Given instruction:
Find every line in the listing below that contains the word "green", and copy each of those lines in full.

Records shown:
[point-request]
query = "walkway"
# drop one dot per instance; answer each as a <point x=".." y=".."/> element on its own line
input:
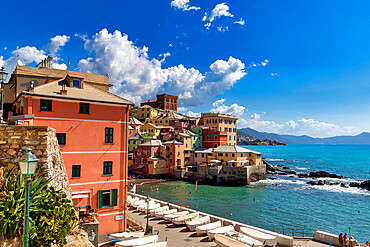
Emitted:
<point x="176" y="236"/>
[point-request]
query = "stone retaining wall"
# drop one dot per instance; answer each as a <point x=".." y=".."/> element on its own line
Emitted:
<point x="14" y="140"/>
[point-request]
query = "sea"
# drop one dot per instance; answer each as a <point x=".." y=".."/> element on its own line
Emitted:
<point x="288" y="201"/>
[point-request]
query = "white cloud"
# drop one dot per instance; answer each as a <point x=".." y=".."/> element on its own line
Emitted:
<point x="183" y="4"/>
<point x="220" y="10"/>
<point x="137" y="77"/>
<point x="234" y="109"/>
<point x="193" y="114"/>
<point x="222" y="29"/>
<point x="56" y="43"/>
<point x="240" y="22"/>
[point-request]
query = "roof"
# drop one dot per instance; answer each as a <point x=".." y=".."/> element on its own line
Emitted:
<point x="233" y="149"/>
<point x="152" y="143"/>
<point x="136" y="136"/>
<point x="173" y="141"/>
<point x="59" y="74"/>
<point x="204" y="150"/>
<point x="135" y="121"/>
<point x="88" y="93"/>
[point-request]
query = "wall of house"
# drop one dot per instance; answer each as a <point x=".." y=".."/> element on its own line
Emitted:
<point x="14" y="140"/>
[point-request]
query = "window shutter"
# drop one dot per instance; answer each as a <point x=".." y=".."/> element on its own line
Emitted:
<point x="114" y="197"/>
<point x="100" y="199"/>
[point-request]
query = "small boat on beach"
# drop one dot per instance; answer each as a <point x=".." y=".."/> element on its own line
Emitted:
<point x="127" y="235"/>
<point x="192" y="225"/>
<point x="161" y="209"/>
<point x="180" y="221"/>
<point x="138" y="241"/>
<point x="226" y="241"/>
<point x="160" y="215"/>
<point x="159" y="244"/>
<point x="268" y="239"/>
<point x="248" y="240"/>
<point x="171" y="217"/>
<point x="221" y="230"/>
<point x="132" y="201"/>
<point x="202" y="230"/>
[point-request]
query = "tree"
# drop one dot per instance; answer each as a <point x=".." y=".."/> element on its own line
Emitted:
<point x="52" y="217"/>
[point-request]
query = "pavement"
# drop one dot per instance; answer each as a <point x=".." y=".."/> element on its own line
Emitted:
<point x="176" y="236"/>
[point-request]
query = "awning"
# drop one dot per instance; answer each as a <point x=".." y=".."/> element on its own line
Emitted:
<point x="80" y="196"/>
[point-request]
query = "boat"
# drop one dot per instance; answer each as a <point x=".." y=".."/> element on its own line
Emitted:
<point x="159" y="244"/>
<point x="221" y="230"/>
<point x="263" y="237"/>
<point x="138" y="241"/>
<point x="226" y="241"/>
<point x="127" y="235"/>
<point x="132" y="201"/>
<point x="202" y="230"/>
<point x="192" y="225"/>
<point x="180" y="221"/>
<point x="248" y="240"/>
<point x="160" y="215"/>
<point x="153" y="211"/>
<point x="171" y="217"/>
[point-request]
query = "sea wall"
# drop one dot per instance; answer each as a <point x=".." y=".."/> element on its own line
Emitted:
<point x="14" y="140"/>
<point x="227" y="175"/>
<point x="282" y="240"/>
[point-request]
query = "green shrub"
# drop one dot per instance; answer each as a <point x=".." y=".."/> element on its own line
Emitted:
<point x="52" y="216"/>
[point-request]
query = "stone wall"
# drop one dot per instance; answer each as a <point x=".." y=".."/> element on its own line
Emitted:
<point x="14" y="140"/>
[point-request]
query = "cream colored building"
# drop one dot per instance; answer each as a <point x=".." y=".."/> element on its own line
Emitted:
<point x="222" y="122"/>
<point x="237" y="156"/>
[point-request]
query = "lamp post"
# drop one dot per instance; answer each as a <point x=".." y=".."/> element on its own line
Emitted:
<point x="27" y="166"/>
<point x="3" y="76"/>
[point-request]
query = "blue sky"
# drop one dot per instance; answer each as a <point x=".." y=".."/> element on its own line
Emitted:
<point x="294" y="67"/>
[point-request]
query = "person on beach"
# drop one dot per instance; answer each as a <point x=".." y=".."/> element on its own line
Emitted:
<point x="341" y="240"/>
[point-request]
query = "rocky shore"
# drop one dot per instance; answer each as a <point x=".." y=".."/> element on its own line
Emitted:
<point x="284" y="170"/>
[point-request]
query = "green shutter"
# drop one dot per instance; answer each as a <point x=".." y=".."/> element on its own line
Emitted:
<point x="114" y="197"/>
<point x="100" y="199"/>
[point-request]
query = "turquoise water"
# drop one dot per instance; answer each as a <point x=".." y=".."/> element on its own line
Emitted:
<point x="288" y="202"/>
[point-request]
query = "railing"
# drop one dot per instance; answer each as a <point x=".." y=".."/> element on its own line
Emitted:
<point x="299" y="233"/>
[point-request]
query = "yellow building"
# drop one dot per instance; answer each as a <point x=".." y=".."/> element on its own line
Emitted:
<point x="222" y="122"/>
<point x="157" y="165"/>
<point x="146" y="111"/>
<point x="237" y="156"/>
<point x="150" y="129"/>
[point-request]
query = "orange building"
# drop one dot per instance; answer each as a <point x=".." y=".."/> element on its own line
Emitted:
<point x="214" y="138"/>
<point x="92" y="131"/>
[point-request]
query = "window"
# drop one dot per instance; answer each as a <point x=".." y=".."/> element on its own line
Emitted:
<point x="107" y="198"/>
<point x="46" y="105"/>
<point x="76" y="83"/>
<point x="61" y="138"/>
<point x="108" y="135"/>
<point x="76" y="171"/>
<point x="84" y="108"/>
<point x="107" y="170"/>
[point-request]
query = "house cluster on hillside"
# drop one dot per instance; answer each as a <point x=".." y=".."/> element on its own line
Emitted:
<point x="98" y="138"/>
<point x="165" y="141"/>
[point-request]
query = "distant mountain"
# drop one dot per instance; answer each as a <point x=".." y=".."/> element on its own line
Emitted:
<point x="363" y="138"/>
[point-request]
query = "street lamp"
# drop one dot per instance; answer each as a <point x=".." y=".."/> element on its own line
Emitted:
<point x="3" y="76"/>
<point x="27" y="166"/>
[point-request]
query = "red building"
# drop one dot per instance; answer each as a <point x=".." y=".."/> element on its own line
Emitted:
<point x="92" y="131"/>
<point x="164" y="102"/>
<point x="142" y="153"/>
<point x="214" y="138"/>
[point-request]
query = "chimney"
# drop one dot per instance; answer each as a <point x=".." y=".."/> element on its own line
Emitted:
<point x="31" y="89"/>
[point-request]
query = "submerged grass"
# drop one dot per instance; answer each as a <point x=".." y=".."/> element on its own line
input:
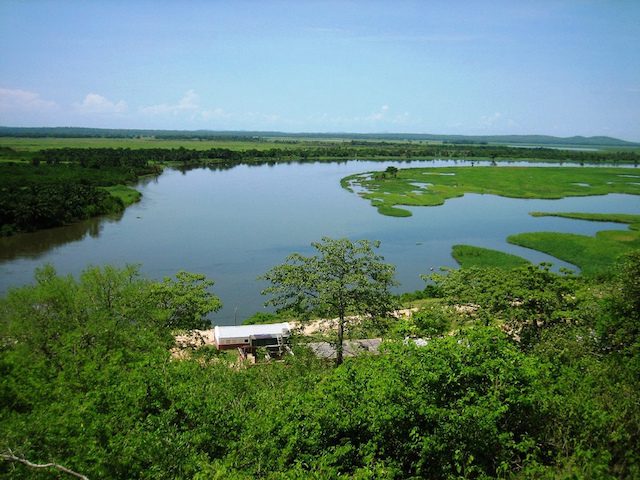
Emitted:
<point x="388" y="192"/>
<point x="632" y="220"/>
<point x="469" y="256"/>
<point x="128" y="195"/>
<point x="594" y="255"/>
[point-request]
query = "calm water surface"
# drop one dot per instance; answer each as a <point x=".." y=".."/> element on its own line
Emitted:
<point x="233" y="225"/>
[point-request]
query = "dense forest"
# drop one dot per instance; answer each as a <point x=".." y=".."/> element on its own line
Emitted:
<point x="77" y="132"/>
<point x="538" y="377"/>
<point x="55" y="186"/>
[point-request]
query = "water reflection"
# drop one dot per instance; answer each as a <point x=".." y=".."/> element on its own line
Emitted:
<point x="234" y="222"/>
<point x="34" y="245"/>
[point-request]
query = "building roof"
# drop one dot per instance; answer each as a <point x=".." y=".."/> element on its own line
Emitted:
<point x="350" y="348"/>
<point x="248" y="330"/>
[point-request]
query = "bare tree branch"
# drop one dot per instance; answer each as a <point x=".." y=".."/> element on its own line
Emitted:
<point x="12" y="458"/>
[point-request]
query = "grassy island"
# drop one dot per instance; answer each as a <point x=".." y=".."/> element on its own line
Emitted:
<point x="433" y="186"/>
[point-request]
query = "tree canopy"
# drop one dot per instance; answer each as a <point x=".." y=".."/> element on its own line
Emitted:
<point x="343" y="278"/>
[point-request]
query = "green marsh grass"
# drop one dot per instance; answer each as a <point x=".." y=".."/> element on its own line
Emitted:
<point x="469" y="256"/>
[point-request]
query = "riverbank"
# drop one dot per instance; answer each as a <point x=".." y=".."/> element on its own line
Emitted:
<point x="390" y="190"/>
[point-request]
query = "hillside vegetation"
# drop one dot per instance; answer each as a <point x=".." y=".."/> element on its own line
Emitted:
<point x="537" y="378"/>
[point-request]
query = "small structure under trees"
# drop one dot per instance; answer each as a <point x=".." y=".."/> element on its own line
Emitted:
<point x="248" y="338"/>
<point x="344" y="278"/>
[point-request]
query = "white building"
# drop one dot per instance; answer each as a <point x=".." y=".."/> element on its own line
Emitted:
<point x="249" y="337"/>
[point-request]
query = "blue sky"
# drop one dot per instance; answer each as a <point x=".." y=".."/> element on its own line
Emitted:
<point x="456" y="67"/>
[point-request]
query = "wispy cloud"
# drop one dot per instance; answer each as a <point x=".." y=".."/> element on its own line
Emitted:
<point x="15" y="100"/>
<point x="95" y="103"/>
<point x="190" y="103"/>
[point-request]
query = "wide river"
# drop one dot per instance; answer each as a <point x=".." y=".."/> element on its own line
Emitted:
<point x="233" y="225"/>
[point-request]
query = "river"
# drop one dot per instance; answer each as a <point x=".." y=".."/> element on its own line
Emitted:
<point x="233" y="225"/>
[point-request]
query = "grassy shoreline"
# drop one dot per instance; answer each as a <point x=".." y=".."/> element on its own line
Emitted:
<point x="433" y="186"/>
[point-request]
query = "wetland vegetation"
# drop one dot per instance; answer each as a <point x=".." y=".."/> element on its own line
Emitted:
<point x="536" y="378"/>
<point x="433" y="186"/>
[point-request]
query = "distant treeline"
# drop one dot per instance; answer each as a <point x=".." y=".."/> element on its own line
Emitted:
<point x="33" y="197"/>
<point x="56" y="186"/>
<point x="78" y="132"/>
<point x="141" y="158"/>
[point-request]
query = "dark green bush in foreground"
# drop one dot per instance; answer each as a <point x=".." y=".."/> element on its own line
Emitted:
<point x="86" y="381"/>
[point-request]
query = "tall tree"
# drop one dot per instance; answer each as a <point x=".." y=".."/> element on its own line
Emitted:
<point x="343" y="278"/>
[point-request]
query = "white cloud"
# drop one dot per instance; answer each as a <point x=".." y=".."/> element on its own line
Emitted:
<point x="14" y="100"/>
<point x="190" y="102"/>
<point x="379" y="115"/>
<point x="94" y="103"/>
<point x="214" y="113"/>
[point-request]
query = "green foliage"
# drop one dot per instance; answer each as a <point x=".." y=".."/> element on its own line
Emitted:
<point x="86" y="381"/>
<point x="620" y="330"/>
<point x="185" y="301"/>
<point x="432" y="320"/>
<point x="526" y="298"/>
<point x="262" y="318"/>
<point x="470" y="256"/>
<point x="343" y="278"/>
<point x="514" y="182"/>
<point x="594" y="255"/>
<point x="632" y="220"/>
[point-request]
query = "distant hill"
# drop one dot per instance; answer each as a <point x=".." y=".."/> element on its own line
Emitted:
<point x="536" y="140"/>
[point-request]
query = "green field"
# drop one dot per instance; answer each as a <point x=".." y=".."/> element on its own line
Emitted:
<point x="594" y="255"/>
<point x="35" y="144"/>
<point x="632" y="220"/>
<point x="470" y="256"/>
<point x="433" y="186"/>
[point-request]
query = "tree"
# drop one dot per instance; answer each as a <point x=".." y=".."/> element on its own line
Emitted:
<point x="186" y="301"/>
<point x="342" y="278"/>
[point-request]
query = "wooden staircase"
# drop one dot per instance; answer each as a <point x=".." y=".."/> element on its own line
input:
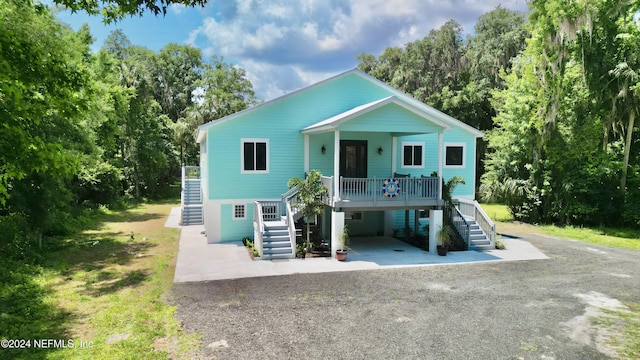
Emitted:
<point x="191" y="199"/>
<point x="473" y="225"/>
<point x="478" y="239"/>
<point x="274" y="227"/>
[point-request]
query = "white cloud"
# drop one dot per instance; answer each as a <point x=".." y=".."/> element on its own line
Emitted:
<point x="285" y="44"/>
<point x="177" y="8"/>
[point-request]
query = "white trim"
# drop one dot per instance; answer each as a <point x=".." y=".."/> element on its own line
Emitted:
<point x="440" y="161"/>
<point x="412" y="144"/>
<point x="335" y="121"/>
<point x="306" y="153"/>
<point x="394" y="154"/>
<point x="348" y="216"/>
<point x="336" y="165"/>
<point x="233" y="212"/>
<point x="464" y="155"/>
<point x="253" y="140"/>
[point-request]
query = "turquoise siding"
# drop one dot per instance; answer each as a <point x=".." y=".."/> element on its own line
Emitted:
<point x="430" y="155"/>
<point x="371" y="224"/>
<point x="233" y="230"/>
<point x="280" y="123"/>
<point x="468" y="172"/>
<point x="318" y="160"/>
<point x="390" y="118"/>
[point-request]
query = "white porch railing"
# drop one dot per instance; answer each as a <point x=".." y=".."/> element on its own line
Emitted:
<point x="460" y="223"/>
<point x="472" y="209"/>
<point x="370" y="191"/>
<point x="188" y="173"/>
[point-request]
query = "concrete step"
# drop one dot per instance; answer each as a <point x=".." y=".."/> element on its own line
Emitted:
<point x="482" y="247"/>
<point x="275" y="244"/>
<point x="277" y="251"/>
<point x="276" y="238"/>
<point x="277" y="256"/>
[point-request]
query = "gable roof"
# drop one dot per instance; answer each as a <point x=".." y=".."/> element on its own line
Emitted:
<point x="399" y="98"/>
<point x="335" y="121"/>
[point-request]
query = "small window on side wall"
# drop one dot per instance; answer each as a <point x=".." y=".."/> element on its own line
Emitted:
<point x="412" y="155"/>
<point x="239" y="212"/>
<point x="454" y="155"/>
<point x="255" y="155"/>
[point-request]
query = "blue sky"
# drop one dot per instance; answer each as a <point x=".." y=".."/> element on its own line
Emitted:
<point x="287" y="44"/>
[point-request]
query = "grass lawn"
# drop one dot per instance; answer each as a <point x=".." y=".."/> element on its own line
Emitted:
<point x="107" y="287"/>
<point x="621" y="238"/>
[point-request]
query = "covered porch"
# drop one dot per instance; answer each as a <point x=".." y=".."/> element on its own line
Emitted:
<point x="387" y="153"/>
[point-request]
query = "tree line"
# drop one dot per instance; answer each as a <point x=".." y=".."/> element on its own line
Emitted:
<point x="82" y="129"/>
<point x="557" y="94"/>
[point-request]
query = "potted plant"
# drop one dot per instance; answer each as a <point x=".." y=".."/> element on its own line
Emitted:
<point x="341" y="252"/>
<point x="311" y="191"/>
<point x="444" y="239"/>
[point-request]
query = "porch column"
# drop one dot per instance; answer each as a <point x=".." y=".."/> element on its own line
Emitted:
<point x="337" y="225"/>
<point x="394" y="154"/>
<point x="336" y="165"/>
<point x="435" y="226"/>
<point x="440" y="156"/>
<point x="389" y="222"/>
<point x="306" y="153"/>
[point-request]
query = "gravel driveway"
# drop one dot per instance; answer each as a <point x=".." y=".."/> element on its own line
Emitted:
<point x="540" y="309"/>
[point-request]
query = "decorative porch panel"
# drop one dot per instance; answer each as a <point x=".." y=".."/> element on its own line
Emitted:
<point x="369" y="193"/>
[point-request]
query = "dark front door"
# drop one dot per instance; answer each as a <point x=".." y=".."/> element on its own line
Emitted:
<point x="353" y="158"/>
<point x="353" y="164"/>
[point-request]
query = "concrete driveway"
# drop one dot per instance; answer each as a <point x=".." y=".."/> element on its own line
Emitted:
<point x="537" y="309"/>
<point x="200" y="261"/>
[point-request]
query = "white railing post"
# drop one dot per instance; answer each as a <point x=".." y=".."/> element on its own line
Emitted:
<point x="258" y="226"/>
<point x="182" y="188"/>
<point x="292" y="229"/>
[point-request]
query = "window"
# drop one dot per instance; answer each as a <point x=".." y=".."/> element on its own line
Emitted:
<point x="352" y="215"/>
<point x="454" y="155"/>
<point x="255" y="157"/>
<point x="412" y="155"/>
<point x="239" y="212"/>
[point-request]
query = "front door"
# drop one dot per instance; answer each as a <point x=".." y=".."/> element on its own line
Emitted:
<point x="353" y="158"/>
<point x="353" y="164"/>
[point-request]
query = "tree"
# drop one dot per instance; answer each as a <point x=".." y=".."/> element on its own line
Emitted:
<point x="113" y="10"/>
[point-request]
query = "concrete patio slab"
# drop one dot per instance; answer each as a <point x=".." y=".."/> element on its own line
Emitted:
<point x="200" y="261"/>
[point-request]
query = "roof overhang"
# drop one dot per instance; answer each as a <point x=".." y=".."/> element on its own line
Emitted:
<point x="335" y="121"/>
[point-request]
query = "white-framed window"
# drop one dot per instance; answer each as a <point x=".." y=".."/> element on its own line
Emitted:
<point x="454" y="155"/>
<point x="353" y="215"/>
<point x="254" y="156"/>
<point x="412" y="154"/>
<point x="239" y="212"/>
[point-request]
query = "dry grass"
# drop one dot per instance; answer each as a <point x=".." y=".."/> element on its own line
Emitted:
<point x="112" y="281"/>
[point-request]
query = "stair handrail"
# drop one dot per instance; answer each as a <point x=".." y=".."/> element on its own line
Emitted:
<point x="287" y="200"/>
<point x="483" y="220"/>
<point x="463" y="228"/>
<point x="292" y="229"/>
<point x="258" y="226"/>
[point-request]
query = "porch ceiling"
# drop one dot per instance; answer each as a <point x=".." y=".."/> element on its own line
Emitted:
<point x="347" y="120"/>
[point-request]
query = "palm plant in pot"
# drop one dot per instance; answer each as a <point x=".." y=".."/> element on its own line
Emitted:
<point x="444" y="239"/>
<point x="341" y="252"/>
<point x="309" y="199"/>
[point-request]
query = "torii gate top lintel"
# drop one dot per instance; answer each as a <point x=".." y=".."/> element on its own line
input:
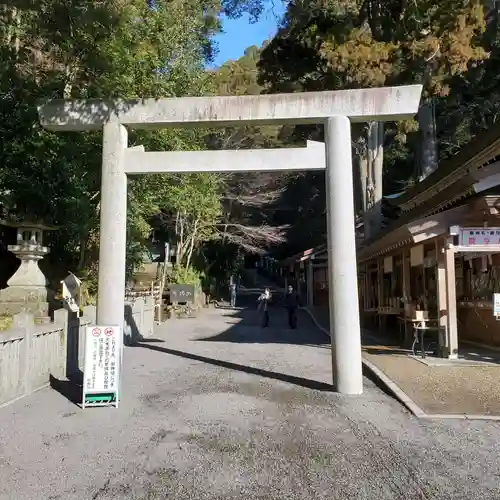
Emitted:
<point x="360" y="105"/>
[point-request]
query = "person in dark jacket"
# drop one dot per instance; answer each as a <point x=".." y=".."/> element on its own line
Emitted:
<point x="264" y="299"/>
<point x="292" y="303"/>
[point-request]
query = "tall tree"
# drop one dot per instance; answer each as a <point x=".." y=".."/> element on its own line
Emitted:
<point x="352" y="44"/>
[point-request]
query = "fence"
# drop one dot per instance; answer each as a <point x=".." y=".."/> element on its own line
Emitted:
<point x="30" y="354"/>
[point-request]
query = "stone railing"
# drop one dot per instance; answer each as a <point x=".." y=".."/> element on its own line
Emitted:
<point x="30" y="354"/>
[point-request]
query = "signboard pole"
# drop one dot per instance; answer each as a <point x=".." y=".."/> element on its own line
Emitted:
<point x="102" y="369"/>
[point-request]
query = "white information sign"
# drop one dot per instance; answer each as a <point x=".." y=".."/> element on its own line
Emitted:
<point x="479" y="236"/>
<point x="101" y="378"/>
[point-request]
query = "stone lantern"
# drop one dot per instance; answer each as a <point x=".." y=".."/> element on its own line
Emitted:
<point x="27" y="289"/>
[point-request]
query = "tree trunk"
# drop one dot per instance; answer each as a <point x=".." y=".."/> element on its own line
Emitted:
<point x="375" y="169"/>
<point x="363" y="175"/>
<point x="428" y="157"/>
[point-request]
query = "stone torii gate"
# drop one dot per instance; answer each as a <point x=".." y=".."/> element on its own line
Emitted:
<point x="335" y="109"/>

Answer to the problem:
query = "green shrub"
query = "green shutter"
query = "green marsh grass"
query = "dark green bush in foreground"
query = "green foliage"
query = "green field"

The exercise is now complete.